Stored items from a collection:
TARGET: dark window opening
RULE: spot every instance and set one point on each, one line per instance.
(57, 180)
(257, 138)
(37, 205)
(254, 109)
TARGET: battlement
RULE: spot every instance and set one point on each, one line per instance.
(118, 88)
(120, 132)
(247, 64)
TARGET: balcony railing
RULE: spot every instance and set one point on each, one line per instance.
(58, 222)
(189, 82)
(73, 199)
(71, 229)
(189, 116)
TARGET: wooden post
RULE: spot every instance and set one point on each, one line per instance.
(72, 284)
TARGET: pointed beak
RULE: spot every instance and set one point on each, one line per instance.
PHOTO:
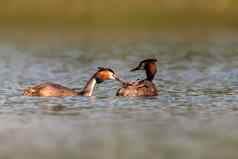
(118, 79)
(135, 69)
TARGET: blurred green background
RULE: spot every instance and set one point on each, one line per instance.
(152, 14)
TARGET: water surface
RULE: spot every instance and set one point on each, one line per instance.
(195, 116)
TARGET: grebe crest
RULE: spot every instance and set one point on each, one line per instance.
(144, 87)
(150, 67)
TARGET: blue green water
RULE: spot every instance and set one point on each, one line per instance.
(195, 116)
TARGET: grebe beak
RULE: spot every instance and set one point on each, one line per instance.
(118, 79)
(135, 69)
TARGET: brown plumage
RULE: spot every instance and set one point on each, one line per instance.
(52, 89)
(144, 87)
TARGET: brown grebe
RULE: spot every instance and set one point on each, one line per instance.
(56, 90)
(144, 87)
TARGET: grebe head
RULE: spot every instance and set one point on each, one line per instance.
(149, 65)
(105, 74)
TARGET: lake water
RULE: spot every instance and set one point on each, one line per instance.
(195, 116)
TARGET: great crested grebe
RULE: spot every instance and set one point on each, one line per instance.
(52, 89)
(144, 87)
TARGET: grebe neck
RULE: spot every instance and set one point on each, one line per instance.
(89, 87)
(150, 75)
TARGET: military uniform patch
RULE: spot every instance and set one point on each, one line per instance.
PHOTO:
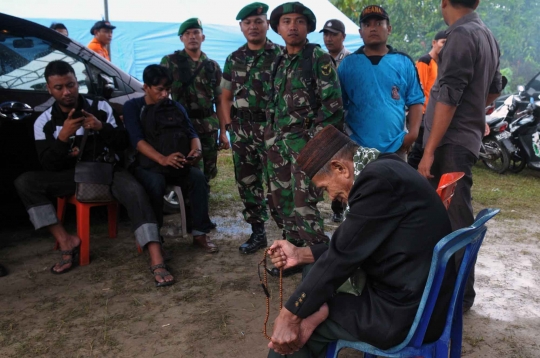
(326, 69)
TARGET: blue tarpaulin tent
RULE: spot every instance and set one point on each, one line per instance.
(147, 30)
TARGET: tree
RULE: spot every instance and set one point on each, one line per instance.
(513, 22)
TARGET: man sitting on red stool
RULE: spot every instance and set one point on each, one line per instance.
(58, 132)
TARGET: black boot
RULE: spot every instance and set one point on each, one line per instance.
(256, 241)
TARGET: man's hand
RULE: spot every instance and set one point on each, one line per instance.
(223, 141)
(424, 167)
(194, 155)
(70, 127)
(408, 141)
(90, 122)
(284, 254)
(286, 338)
(175, 160)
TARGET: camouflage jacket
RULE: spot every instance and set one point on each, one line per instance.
(290, 110)
(245, 74)
(201, 94)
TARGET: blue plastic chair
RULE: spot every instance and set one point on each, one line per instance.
(470, 237)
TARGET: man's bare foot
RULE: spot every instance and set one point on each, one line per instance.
(71, 242)
(309, 324)
(156, 257)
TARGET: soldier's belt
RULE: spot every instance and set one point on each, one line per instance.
(247, 115)
(200, 113)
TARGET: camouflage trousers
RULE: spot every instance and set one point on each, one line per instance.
(250, 170)
(209, 146)
(294, 194)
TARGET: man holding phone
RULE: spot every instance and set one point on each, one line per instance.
(169, 149)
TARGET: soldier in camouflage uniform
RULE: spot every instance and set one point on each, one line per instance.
(306, 96)
(243, 102)
(196, 87)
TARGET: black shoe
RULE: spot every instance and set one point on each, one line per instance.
(337, 217)
(256, 241)
(286, 273)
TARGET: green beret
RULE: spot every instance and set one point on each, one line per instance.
(253, 9)
(193, 23)
(293, 8)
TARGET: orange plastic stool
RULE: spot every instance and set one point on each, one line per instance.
(83, 222)
(447, 187)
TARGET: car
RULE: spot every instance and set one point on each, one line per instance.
(25, 50)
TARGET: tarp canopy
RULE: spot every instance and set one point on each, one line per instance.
(147, 30)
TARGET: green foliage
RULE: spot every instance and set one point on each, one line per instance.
(513, 22)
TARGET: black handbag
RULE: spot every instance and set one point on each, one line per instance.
(93, 179)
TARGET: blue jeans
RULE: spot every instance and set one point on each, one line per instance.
(194, 183)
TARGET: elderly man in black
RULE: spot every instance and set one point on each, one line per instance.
(389, 233)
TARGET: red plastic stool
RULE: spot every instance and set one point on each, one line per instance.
(83, 222)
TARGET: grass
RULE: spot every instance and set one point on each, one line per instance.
(517, 195)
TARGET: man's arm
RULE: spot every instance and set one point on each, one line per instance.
(414, 118)
(329, 92)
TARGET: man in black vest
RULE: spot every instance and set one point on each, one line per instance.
(176, 167)
(58, 132)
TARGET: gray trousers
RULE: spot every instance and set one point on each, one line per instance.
(36, 190)
(455, 158)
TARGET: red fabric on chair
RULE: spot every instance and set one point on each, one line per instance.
(447, 186)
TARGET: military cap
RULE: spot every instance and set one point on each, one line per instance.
(253, 9)
(102, 25)
(373, 11)
(193, 23)
(293, 8)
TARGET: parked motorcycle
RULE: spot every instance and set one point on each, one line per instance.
(496, 146)
(525, 135)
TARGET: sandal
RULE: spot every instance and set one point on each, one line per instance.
(162, 274)
(73, 260)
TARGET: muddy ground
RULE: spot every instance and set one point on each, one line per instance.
(112, 309)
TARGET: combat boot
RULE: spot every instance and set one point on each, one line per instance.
(256, 241)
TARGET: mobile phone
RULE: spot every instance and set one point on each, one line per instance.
(77, 114)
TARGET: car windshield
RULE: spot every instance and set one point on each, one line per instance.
(23, 62)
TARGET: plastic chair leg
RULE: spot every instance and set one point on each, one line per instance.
(112, 209)
(83, 231)
(61, 204)
(331, 350)
(182, 206)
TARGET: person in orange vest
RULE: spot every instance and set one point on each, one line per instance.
(427, 71)
(102, 31)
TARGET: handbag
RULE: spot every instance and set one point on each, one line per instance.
(93, 179)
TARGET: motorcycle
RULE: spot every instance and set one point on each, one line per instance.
(496, 147)
(525, 135)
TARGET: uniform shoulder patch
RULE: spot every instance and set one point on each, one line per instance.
(326, 69)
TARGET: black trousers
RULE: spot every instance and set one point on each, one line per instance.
(36, 190)
(194, 183)
(455, 158)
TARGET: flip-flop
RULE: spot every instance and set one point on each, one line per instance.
(3, 271)
(162, 274)
(73, 253)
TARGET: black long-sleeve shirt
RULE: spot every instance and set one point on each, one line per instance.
(53, 153)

What to do → Your reply should be the entries above, repeated exactly and free of pictures.

Result below →
TARGET: dark window opening
RULE: spot every instance and set one point on each, one line per instance.
(57, 180)
(257, 138)
(37, 205)
(254, 109)
TARGET: battlement
RULE: spot every instance and set one point on each, one line per instance.
(118, 88)
(120, 132)
(247, 64)
TARGET: balcony railing
RULE: spot every instance and set one point on each, one line per instance.
(58, 222)
(189, 82)
(73, 199)
(71, 229)
(189, 116)
TARGET: wooden post
RULE: spot every instance and set one point on each, one line per instance.
(72, 284)
TARGET: pointed beak
RULE: spot every instance and set one point on each, one line per instance.
PHOTO:
(118, 79)
(135, 69)
TARGET: blurred green background
RULE: spot every instance and set one point on each, one line per instance.
(152, 14)
TARGET: water surface
RULE: spot every instance and set one point on each, one line per instance.
(195, 116)
TARGET: grebe crest
RULE: spot every instance and set one point on each, one line per instance.
(144, 87)
(150, 67)
TARGET: blue green water
RULE: spot every instance and set one point on each, one line per instance.
(195, 116)
TARGET: grebe beak
RULE: spot every instance and set one point on each, one line per instance.
(118, 79)
(135, 69)
TARGET: brown plumage
RULE: spot every instance and set one point on each, one line per instance.
(52, 89)
(144, 87)
TARGET: brown grebe
RULE: spot every instance and set one point on each, one line per instance.
(56, 90)
(144, 87)
TARGET: grebe head
RULE: spot every instance and set one point on each, one line per instance.
(149, 65)
(105, 74)
TARGET: lake water
RULE: spot every instance and set one point on each, one line per instance.
(195, 116)
TARGET: great crested grebe
RULE: spot every instance and set one point on each, one line per instance.
(52, 89)
(144, 87)
TARGET: grebe neck
RULE: spot every instance and set one point on each, one line per instance.
(89, 87)
(150, 75)
TARGET: military uniform patch
RULE: spot every instance and set one point on each, one line per instance.
PHOTO:
(326, 69)
TARGET: blue tarpaulin tent
RULE: spot every instance and set one point on each, one line per instance.
(147, 30)
TARGET: tree
RULE: spot every instance and set one point on each, one line per instance.
(513, 22)
TARGET: man sitting on red stool
RULE: spot every instance and set one point on each, one line per instance.
(58, 132)
TARGET: black boot
RULE: spot every instance and set one point on each, one line per instance.
(256, 241)
TARGET: man's hand
RULE: spot every instance and set one point on each, one line per instance.
(223, 141)
(424, 167)
(194, 155)
(70, 127)
(408, 141)
(90, 122)
(284, 254)
(286, 338)
(175, 160)
TARGET: camouflage jacket
RULE: spot every instance and set one point on each, one line per instance.
(290, 110)
(245, 74)
(201, 94)
TARGET: blue plastic chair
RULE: spot every instance and set one point on each, one line per instance.
(470, 237)
TARGET: man's bare foot
RULE: spot every instance and set one point on each, one line per instance.
(71, 242)
(309, 324)
(156, 257)
TARGET: soldier's belt
RULE: spot every instance and set one point on each, one line per instance.
(247, 115)
(200, 113)
TARGET: camouflage trousers
RULE: spot every instance and set one point on each, one line per instance.
(250, 170)
(209, 146)
(294, 194)
TARGET: man holding phone
RULE: spot every instance and set one point on each, one line per instance.
(169, 149)
TARGET: soldier in camouflage uniform
RULE: spot every instance and set one point on each, one line per instance.
(306, 96)
(243, 102)
(196, 87)
TARGET: black shoe
RULE: spot every instance and set one point on each, one line per instance.
(337, 217)
(256, 241)
(286, 273)
TARGET: green beret
RULE: spot every instance and set one point on each, one line per instance.
(253, 9)
(193, 23)
(293, 8)
TARGET: orange plastic stool
RULE: spot every instance and set one point on each, one line per instance.
(83, 222)
(447, 187)
TARGET: car
RULE: spot every instance and set one point on each, one line per instance.
(25, 50)
TARGET: tarp canopy
RULE: spot every instance and set one point on each, one line per instance.
(147, 30)
TARGET: green foliage
RULE: spot every instance and set one point on each, one line per instance.
(513, 22)
TARGET: black handbag
RULE: spot every instance and set one point on each, one line per instance.
(93, 179)
TARGET: blue jeans
RULE: spot every instance and set one point on each, one line per instance.
(194, 183)
TARGET: elderly man in black
RULE: spot every instance and set one point on each, one line per instance.
(389, 233)
TARGET: red plastic stool
RULE: spot every instance and set one point on each, one line per instance.
(83, 222)
TARGET: grass
RULE: spot every instance and set one point on each, one line per instance.
(517, 195)
TARGET: man's arm
RULE: spot every instance and set one point on each, one line per instance.
(414, 118)
(329, 92)
TARGET: man in black vest
RULE: spot every instance and set one point on each, one line per instance.
(176, 167)
(58, 132)
TARGET: gray trousers
RULE: spot every instance and set one point on each, one line per instance.
(36, 190)
(455, 158)
TARGET: red fabric on chair
RULE: spot every instance and set one point on each, one line per instance.
(447, 186)
TARGET: military cap
RULE: spot every instance and set one point on each, one line per instance.
(253, 9)
(102, 25)
(373, 11)
(193, 23)
(293, 8)
TARGET: parked motorcycle
RULE: spot every instance and set one point on each, one line per instance.
(496, 146)
(525, 135)
TARGET: sandal
RULE: spot every instance and set one point on each, one line per instance.
(162, 274)
(73, 260)
TARGET: muddy ground
RULE: spot every instance and set one point on each, one line per instance.
(112, 309)
TARGET: combat boot
RULE: spot every instance and set one point on each, one line per instance.
(256, 241)
TARGET: mobile phone
RULE: spot every instance and set one point on each, one line per instance.
(77, 114)
TARGET: car windshield
RULE: spot every instance and set one point on each, one line per instance.
(23, 62)
TARGET: plastic chair leg
RULE: spot every instance and set one point on each, one line per instance.
(112, 209)
(83, 231)
(61, 204)
(331, 350)
(182, 206)
TARGET: person in orange vest
RULE: spot every instance and set one point on each, one line per instance.
(427, 71)
(102, 31)
TARGET: handbag
RULE: spot every instance and set one point on each, one line per instance.
(93, 179)
TARGET: motorcycle
RULE: spot every instance and set one point on each, one line per instance.
(496, 147)
(525, 135)
TARGET: uniform shoulder patch
RULE: spot every instance and set one point on each, one line per instance.
(326, 69)
TARGET: black trousers
RULE: spot every instance and set one point on each, one line per instance.
(36, 190)
(194, 183)
(455, 158)
TARGET: flip-flop
RULE: spot every instance and set one point on each, one line per instance.
(3, 271)
(162, 274)
(73, 253)
TARGET: black long-sleeve shirt
RULE: spot every instance and set one point on each, one line per instance.
(53, 153)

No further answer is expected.